EXERCISE BRIEF »
I would like you to return all of the records exactly as they stand.

RECORD EXTRACTS below:

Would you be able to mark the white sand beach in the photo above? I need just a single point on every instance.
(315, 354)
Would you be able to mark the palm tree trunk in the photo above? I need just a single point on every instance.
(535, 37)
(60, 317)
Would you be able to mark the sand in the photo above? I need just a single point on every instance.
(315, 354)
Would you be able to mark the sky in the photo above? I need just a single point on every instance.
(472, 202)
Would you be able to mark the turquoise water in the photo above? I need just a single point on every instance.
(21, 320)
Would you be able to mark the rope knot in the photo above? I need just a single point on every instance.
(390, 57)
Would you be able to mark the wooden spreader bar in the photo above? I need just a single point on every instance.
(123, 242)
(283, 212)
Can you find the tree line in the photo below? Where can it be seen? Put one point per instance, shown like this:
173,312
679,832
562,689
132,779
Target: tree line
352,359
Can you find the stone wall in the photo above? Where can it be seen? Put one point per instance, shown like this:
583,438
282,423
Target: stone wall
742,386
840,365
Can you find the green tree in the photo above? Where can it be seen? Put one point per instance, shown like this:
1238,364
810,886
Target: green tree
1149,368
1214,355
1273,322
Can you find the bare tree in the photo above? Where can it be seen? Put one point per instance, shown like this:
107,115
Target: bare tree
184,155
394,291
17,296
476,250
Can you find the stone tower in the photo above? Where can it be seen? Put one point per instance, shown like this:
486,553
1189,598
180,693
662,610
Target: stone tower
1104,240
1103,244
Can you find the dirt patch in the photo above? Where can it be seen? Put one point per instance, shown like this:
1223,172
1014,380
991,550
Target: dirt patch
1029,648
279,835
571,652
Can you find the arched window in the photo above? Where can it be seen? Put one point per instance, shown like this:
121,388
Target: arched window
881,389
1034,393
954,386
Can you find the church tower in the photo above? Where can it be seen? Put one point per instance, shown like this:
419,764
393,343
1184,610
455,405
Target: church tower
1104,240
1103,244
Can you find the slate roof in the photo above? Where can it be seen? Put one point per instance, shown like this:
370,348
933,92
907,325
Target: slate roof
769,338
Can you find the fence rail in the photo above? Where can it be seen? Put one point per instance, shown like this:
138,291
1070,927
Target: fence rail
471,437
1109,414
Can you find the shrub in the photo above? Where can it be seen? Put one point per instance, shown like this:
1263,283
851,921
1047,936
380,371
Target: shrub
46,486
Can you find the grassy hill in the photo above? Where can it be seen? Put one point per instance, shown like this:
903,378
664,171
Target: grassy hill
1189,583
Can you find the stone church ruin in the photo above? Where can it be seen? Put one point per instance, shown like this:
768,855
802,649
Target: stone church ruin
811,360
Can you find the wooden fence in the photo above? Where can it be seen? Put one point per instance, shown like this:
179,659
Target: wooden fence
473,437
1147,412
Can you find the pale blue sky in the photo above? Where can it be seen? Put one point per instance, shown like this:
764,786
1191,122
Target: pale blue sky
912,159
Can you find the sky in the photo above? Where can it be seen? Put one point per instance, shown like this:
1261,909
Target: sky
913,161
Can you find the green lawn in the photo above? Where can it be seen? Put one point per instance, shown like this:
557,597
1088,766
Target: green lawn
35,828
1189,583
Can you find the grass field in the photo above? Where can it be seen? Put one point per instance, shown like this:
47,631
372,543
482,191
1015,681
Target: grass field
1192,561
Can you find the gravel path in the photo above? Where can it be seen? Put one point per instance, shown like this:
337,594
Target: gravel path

End of RECORD EXTRACTS.

REPLY TO THE EXERCISE »
Would you be able to mark the white sand beach in the photo above? I need just a single point on every instance.
(315, 354)
Would you be able to mark the palm tree trunk in the photo above? I need just a single point on every instance.
(535, 37)
(60, 317)
Would you be able to mark the sand in the photo above? I need just a single point on every instance.
(315, 354)
Would you be able to mark the sky in the photo above? I need just a single point on every instance.
(472, 202)
Would you be able to mark the turquoise water in the photo above? I need just a single point on every instance.
(21, 320)
Would you be able to mark the rope knot in the photo above? I need just a single point on every instance.
(390, 57)
Would you be able to mark the wooden spreader bar in the photo above? I need just a single point on every instance.
(123, 242)
(283, 212)
Can you find the tree line in the photo below? Where can it be seen? Put one point per instance, shown like this:
173,312
679,832
562,689
132,779
Target: tree line
352,359
Can you find the stone wall in the photo above? Where can it be seen? Put one point per instance, shown like this:
583,438
282,423
Target: stone wall
742,386
840,365
Can you find the green tree in the photo above? Where can it be seen? Put one point per instance, shown like this:
1238,364
810,886
Target: green tree
1149,368
1214,355
1273,322
Can you find the bare tree in the photo above? Where can it be seen? Put one point per instance, shown like this:
107,115
Target: bare tree
184,155
394,291
17,296
476,250
Can you find the stone tower in the photo above? Where can it be seen? Put one point per instance, shown like this:
486,553
1189,598
180,693
662,610
Target: stone tower
1104,240
1103,244
Can you find the dirt patch in the photo above? Where can it be seen? Put one point per instance, shown like this:
1223,172
1014,380
991,550
Target: dirt patch
1029,648
279,835
571,652
Can you find the arched window in the photo above? Where can it be seen? Put one point per instance, shown like this:
121,388
Target: arched window
881,389
1034,393
954,386
Can you find the church tower in the photo above? Where can it be seen? Put one point per instance, shown like this:
419,764
393,343
1184,610
455,405
Target: church tower
1104,240
1103,244
Can you find the slate roof in the photo above? Where can it be seen? Put one point per instance, shown like this:
370,348
933,92
907,325
Target: slate roof
769,338
Can you find the fence rail in the photo above? Where can it be seen? Put one point per instance, shown like this:
138,291
1070,927
Target: fence rail
471,437
1109,414
Can you find the shrub in the photo above? Where can it be seen? Put one point per instance, shown like this:
1263,283
851,921
1047,936
380,371
Target: shrub
46,486
Can you find the grassy hill in the photo above? Where can it be seen? Put one point per instance, shown like this:
903,378
664,171
Target: grassy hill
1189,583
Can you find the stone church ruin in the photo above? Where can it be seen? Put one point per instance, shown like this:
768,855
802,649
Target: stone church ruin
811,360
Can you find the wooden fence in the photo above? Where can it be seen? Put one point per instance, shown like this:
179,659
Target: wooden fence
473,437
1147,412
Can you find the pale blue sky in the photo above? Where can it be seen? Put one point per instance, shown like this:
764,786
1191,122
Target: pale blue sky
912,159
Can you find the sky in the photo above? Where can it be seen? Put one point per instance, shown like this:
1261,909
Target: sky
913,161
Can you find the green lawn in the photo above? Where can it be seen? Put one point per instance, shown like this:
557,597
1088,766
Target: green lawn
35,828
1189,583
Can you find the grass field in the photo above? Where can it be seen? Put one point per instance, shown like this:
47,631
372,543
482,191
1015,681
Target: grass field
1192,561
Can you find the gravel path in the photo above? Where can it be seen? Put one point per instance, shown like this:
337,594
Target: gravel path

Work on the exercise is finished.